··· DATA TO USE
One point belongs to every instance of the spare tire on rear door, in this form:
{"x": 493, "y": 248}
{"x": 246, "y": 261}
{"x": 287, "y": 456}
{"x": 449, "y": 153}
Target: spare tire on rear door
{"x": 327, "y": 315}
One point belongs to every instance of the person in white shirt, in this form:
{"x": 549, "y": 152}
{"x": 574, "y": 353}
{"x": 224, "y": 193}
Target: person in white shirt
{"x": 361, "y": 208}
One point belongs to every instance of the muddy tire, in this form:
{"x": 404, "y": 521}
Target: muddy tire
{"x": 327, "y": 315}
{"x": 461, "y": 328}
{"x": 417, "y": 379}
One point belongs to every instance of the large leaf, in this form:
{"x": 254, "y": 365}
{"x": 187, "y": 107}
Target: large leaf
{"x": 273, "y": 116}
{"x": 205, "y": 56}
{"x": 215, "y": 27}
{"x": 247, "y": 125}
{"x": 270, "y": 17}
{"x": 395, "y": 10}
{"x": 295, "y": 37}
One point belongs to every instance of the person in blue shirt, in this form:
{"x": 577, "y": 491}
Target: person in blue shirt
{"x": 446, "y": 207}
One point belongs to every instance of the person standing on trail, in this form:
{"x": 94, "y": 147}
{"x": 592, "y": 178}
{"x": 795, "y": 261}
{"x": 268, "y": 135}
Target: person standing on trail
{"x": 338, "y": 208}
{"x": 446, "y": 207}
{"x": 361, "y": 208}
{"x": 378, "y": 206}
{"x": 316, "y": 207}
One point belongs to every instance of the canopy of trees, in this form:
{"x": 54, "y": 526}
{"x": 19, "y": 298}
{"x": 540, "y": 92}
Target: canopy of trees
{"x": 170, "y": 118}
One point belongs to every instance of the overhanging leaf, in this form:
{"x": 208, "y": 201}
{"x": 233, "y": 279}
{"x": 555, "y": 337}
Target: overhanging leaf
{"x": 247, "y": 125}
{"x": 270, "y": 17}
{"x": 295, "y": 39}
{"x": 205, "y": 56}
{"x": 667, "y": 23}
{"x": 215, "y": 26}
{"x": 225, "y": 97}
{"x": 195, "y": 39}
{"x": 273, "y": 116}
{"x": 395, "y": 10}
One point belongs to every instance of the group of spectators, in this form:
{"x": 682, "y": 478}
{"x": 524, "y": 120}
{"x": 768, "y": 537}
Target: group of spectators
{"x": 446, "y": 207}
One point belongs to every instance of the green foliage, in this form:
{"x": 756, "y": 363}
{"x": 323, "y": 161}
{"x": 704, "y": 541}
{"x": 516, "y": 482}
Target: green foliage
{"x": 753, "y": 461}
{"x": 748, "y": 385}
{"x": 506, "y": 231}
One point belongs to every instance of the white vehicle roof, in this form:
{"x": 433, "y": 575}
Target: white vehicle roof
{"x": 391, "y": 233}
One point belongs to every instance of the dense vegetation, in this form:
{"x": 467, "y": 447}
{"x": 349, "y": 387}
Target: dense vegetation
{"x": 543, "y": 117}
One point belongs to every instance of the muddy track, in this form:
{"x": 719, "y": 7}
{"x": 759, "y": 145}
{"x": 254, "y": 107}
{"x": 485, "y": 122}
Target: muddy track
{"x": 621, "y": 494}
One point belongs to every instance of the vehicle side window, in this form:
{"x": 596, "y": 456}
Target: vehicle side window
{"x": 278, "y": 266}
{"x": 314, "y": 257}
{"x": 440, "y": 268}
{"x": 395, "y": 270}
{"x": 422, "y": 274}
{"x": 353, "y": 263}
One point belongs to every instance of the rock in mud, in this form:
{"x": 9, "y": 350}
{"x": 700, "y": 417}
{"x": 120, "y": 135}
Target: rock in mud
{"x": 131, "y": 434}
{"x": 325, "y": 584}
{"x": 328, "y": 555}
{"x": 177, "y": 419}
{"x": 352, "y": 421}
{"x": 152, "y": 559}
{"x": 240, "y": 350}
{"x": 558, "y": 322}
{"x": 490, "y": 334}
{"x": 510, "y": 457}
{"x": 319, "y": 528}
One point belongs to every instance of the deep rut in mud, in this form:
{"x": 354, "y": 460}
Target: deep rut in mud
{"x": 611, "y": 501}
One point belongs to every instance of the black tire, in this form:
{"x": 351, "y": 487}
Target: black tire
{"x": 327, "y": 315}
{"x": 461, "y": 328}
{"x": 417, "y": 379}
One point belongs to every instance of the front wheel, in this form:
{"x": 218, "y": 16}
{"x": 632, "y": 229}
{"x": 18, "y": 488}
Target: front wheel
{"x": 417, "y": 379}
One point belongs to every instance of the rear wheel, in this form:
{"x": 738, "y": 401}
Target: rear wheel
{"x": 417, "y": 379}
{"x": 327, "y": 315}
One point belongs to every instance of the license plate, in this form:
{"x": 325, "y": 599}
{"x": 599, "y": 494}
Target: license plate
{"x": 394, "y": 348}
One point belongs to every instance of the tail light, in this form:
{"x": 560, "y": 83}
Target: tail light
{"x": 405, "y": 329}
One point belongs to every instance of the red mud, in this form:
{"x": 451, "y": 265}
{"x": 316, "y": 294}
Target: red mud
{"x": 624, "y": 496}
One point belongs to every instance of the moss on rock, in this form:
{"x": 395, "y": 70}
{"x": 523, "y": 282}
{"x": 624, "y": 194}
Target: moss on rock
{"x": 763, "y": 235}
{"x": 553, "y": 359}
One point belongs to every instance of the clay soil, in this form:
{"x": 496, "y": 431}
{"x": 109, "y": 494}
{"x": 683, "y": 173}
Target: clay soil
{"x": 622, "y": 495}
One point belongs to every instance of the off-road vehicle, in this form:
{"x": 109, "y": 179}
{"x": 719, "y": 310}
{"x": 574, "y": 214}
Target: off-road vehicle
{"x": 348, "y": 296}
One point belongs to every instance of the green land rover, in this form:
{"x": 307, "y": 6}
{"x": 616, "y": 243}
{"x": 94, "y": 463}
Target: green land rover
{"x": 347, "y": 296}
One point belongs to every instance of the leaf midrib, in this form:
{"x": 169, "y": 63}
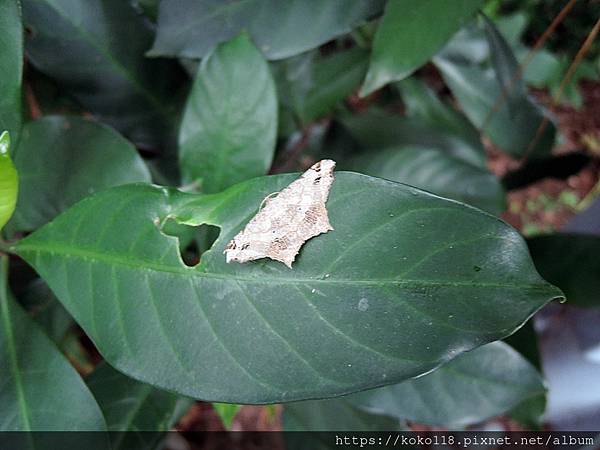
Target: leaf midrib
{"x": 13, "y": 360}
{"x": 137, "y": 263}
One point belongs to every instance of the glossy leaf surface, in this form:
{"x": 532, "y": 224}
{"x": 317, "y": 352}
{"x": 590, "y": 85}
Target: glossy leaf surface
{"x": 9, "y": 181}
{"x": 63, "y": 159}
{"x": 473, "y": 387}
{"x": 40, "y": 390}
{"x": 402, "y": 285}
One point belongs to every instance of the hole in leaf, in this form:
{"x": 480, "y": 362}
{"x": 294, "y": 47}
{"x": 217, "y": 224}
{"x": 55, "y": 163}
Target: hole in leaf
{"x": 193, "y": 241}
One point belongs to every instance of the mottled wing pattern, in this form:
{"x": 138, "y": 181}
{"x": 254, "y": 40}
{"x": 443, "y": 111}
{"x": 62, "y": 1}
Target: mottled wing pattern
{"x": 287, "y": 220}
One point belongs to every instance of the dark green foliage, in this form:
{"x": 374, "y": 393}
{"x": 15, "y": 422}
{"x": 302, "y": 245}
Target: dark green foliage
{"x": 206, "y": 98}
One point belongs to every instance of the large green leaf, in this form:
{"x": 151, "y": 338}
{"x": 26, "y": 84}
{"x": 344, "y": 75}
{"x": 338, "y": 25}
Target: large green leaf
······
* _WHAT THE TASK REQUIRES_:
Reproduce the entire listing above word for word. Leave the pictures out.

* _FINAL RESULT_:
One point belongs to every instance of the spare tire on rear door, in this form:
{"x": 493, "y": 248}
{"x": 246, "y": 261}
{"x": 287, "y": 456}
{"x": 449, "y": 153}
Target: spare tire on rear door
{"x": 327, "y": 315}
One point belongs to every instance of the person in white shirt, in this form:
{"x": 549, "y": 152}
{"x": 574, "y": 353}
{"x": 224, "y": 193}
Target: person in white shirt
{"x": 361, "y": 208}
One point belongs to every instance of the muddy tire, in this form:
{"x": 404, "y": 521}
Target: muddy tire
{"x": 327, "y": 315}
{"x": 461, "y": 328}
{"x": 417, "y": 379}
One point belongs to every instance of the large leaf, in this form:
{"x": 254, "y": 365}
{"x": 187, "y": 107}
Target: large leaf
{"x": 273, "y": 116}
{"x": 205, "y": 56}
{"x": 215, "y": 27}
{"x": 247, "y": 125}
{"x": 270, "y": 17}
{"x": 395, "y": 10}
{"x": 295, "y": 37}
One point belongs to every instance of the person in blue shirt, in this form:
{"x": 577, "y": 491}
Target: person in blue shirt
{"x": 446, "y": 207}
One point belongs to every instance of the person standing on trail, in this form:
{"x": 94, "y": 147}
{"x": 592, "y": 178}
{"x": 795, "y": 261}
{"x": 268, "y": 135}
Target: person standing on trail
{"x": 338, "y": 208}
{"x": 446, "y": 207}
{"x": 361, "y": 208}
{"x": 378, "y": 206}
{"x": 316, "y": 207}
One point belongs to every instance of the canopy of trees, in this form:
{"x": 54, "y": 526}
{"x": 19, "y": 298}
{"x": 540, "y": 92}
Target: canopy of trees
{"x": 170, "y": 118}
One point belongs to every instance of the overhanging leaf, in this form:
{"x": 208, "y": 201}
{"x": 233, "y": 279}
{"x": 555, "y": 337}
Target: overhanging leaf
{"x": 247, "y": 125}
{"x": 270, "y": 17}
{"x": 295, "y": 39}
{"x": 205, "y": 56}
{"x": 667, "y": 23}
{"x": 215, "y": 26}
{"x": 225, "y": 97}
{"x": 195, "y": 39}
{"x": 273, "y": 116}
{"x": 395, "y": 10}
One point belongs to every instance of the group of spectators, in this form:
{"x": 682, "y": 478}
{"x": 524, "y": 120}
{"x": 768, "y": 537}
Target: group of spectators
{"x": 446, "y": 207}
One point belongs to every instance of the green foliage, in this form:
{"x": 756, "y": 363}
{"x": 323, "y": 161}
{"x": 704, "y": 541}
{"x": 516, "y": 482}
Target: green foliage
{"x": 753, "y": 461}
{"x": 748, "y": 385}
{"x": 506, "y": 231}
One point belongs to every instance of the white vehicle roof, in this form:
{"x": 433, "y": 575}
Target: white vehicle roof
{"x": 391, "y": 233}
One point belongs to every instance of the dense vegetation, in this form:
{"x": 467, "y": 447}
{"x": 349, "y": 387}
Target: dense vegetation
{"x": 543, "y": 117}
One point belongs to every instance of the muddy track, in this form:
{"x": 719, "y": 7}
{"x": 759, "y": 145}
{"x": 254, "y": 107}
{"x": 485, "y": 122}
Target: muddy track
{"x": 621, "y": 494}
One point belongs to every instance of the vehicle side window, in this form:
{"x": 596, "y": 456}
Target: vehicle side window
{"x": 278, "y": 266}
{"x": 314, "y": 257}
{"x": 440, "y": 268}
{"x": 395, "y": 270}
{"x": 422, "y": 274}
{"x": 353, "y": 263}
One point belongs to every instance of the rock in mud, in this form:
{"x": 9, "y": 350}
{"x": 700, "y": 417}
{"x": 120, "y": 135}
Target: rock in mud
{"x": 131, "y": 434}
{"x": 325, "y": 584}
{"x": 328, "y": 555}
{"x": 177, "y": 419}
{"x": 352, "y": 421}
{"x": 152, "y": 559}
{"x": 240, "y": 350}
{"x": 558, "y": 322}
{"x": 490, "y": 334}
{"x": 510, "y": 457}
{"x": 319, "y": 528}
One point belongs to every instance of the deep rut in mud, in this form:
{"x": 354, "y": 460}
Target: deep rut in mud
{"x": 611, "y": 501}
One point belongs to every instance of the black tire, in this form:
{"x": 351, "y": 487}
Target: black tire
{"x": 327, "y": 315}
{"x": 461, "y": 328}
{"x": 417, "y": 379}
One point belongs to every instance of the front wheel, in this form:
{"x": 218, "y": 16}
{"x": 632, "y": 229}
{"x": 18, "y": 488}
Target: front wheel
{"x": 417, "y": 379}
One point belongs to every instance of the rear wheel, in this form:
{"x": 738, "y": 401}
Target: rear wheel
{"x": 417, "y": 379}
{"x": 327, "y": 315}
One point belongs to every instance of the license plate, in this form:
{"x": 325, "y": 599}
{"x": 599, "y": 494}
Target: license plate
{"x": 394, "y": 348}
One point belongs to every instance of the tail light, in this form:
{"x": 560, "y": 83}
Target: tail light
{"x": 405, "y": 329}
One point belongs to every instance of the red mud, in this form:
{"x": 451, "y": 265}
{"x": 316, "y": 294}
Target: red mud
{"x": 624, "y": 496}
One point belongs to every instance of the moss on rock, in this form:
{"x": 395, "y": 70}
{"x": 523, "y": 282}
{"x": 624, "y": 194}
Target: moss on rock
{"x": 763, "y": 235}
{"x": 553, "y": 359}
One point belongs to every instance of the clay soil, in this form:
{"x": 496, "y": 431}
{"x": 109, "y": 494}
{"x": 683, "y": 173}
Target: clay soil
{"x": 622, "y": 495}
One point belongs to every instance of the off-road vehicle, in this form:
{"x": 109, "y": 179}
{"x": 719, "y": 310}
{"x": 574, "y": 214}
Target: off-road vehicle
{"x": 348, "y": 296}
One point belongs to every instance of the green land rover, in this form:
{"x": 307, "y": 6}
{"x": 616, "y": 243}
{"x": 94, "y": 463}
Target: green land rover
{"x": 347, "y": 296}
One point belongs to every instance of the leaf midrib, in this form:
{"x": 169, "y": 63}
Target: leaf midrib
{"x": 13, "y": 360}
{"x": 137, "y": 263}
One point belongs to every instance of the glossy leaf surface, in this form:
{"x": 532, "y": 224}
{"x": 317, "y": 352}
{"x": 590, "y": 85}
Target: glossy leaf surface
{"x": 9, "y": 181}
{"x": 63, "y": 159}
{"x": 473, "y": 387}
{"x": 40, "y": 390}
{"x": 402, "y": 285}
One point belongs to every instance of the hole in leaf, in this form:
{"x": 480, "y": 362}
{"x": 294, "y": 47}
{"x": 217, "y": 224}
{"x": 55, "y": 163}
Target: hole in leaf
{"x": 193, "y": 241}
One point belongs to every instance of the mottled wing pattern, in this form:
{"x": 138, "y": 181}
{"x": 254, "y": 40}
{"x": 443, "y": 111}
{"x": 62, "y": 1}
Target: mottled wing pattern
{"x": 287, "y": 220}
One point belongs to every instance of the dark green foliage, in this form:
{"x": 374, "y": 393}
{"x": 15, "y": 422}
{"x": 302, "y": 245}
Target: dark green foliage
{"x": 206, "y": 98}
One point belongs to every instance of the large green leaf, in this form:
{"x": 151, "y": 338}
{"x": 26, "y": 84}
{"x": 344, "y": 75}
{"x": 338, "y": 25}
Target: large green leaf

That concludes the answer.